*** Recorded data ***

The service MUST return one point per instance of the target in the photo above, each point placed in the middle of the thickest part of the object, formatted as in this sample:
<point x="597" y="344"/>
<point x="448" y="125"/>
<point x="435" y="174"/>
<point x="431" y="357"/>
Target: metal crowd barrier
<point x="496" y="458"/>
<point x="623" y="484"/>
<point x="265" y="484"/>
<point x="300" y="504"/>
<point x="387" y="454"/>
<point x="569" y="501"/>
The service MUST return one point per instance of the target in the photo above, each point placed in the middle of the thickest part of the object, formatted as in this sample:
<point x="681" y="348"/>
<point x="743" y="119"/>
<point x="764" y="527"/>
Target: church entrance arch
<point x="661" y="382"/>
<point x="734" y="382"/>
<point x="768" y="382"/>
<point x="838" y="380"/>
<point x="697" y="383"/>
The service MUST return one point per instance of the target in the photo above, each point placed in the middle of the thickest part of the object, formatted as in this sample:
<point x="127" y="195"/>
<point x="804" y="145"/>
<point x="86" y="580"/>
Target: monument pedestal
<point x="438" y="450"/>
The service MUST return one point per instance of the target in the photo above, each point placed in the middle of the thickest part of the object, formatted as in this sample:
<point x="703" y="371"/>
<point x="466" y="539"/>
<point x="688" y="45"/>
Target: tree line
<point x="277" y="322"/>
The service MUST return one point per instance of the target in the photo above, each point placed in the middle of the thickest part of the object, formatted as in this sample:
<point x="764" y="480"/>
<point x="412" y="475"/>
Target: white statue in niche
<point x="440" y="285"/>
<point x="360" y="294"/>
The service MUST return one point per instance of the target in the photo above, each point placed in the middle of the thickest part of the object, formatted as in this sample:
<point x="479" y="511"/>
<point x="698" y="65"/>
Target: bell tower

***
*** Recorded data ***

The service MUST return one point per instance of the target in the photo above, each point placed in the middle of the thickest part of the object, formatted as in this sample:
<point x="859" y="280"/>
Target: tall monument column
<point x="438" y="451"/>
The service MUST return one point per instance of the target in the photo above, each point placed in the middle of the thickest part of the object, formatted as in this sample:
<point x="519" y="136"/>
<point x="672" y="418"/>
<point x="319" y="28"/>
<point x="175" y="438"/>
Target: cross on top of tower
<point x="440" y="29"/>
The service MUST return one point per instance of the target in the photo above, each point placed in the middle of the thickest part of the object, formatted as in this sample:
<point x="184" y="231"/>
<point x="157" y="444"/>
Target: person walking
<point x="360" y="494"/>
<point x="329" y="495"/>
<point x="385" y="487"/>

***
*** Recorded data ***

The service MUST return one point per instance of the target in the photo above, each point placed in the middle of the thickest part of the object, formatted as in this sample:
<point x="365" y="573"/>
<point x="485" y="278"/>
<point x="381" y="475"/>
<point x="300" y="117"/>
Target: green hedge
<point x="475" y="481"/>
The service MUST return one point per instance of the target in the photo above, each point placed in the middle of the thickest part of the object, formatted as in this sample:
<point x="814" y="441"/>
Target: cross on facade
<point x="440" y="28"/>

***

**Instructions for the task**
Look through the entries above and quote exactly the lines from the line with "Target: white statue in niche" to the line with "Target: bell tower", counting both of those lines.

**Task output**
Target: white statue in niche
<point x="440" y="285"/>
<point x="360" y="294"/>
The service MUST return one point per instance of the target in the photo above, each point placed in the middle of the thickest part of the object, formatted as in this sample:
<point x="479" y="511"/>
<point x="698" y="65"/>
Target: bell tower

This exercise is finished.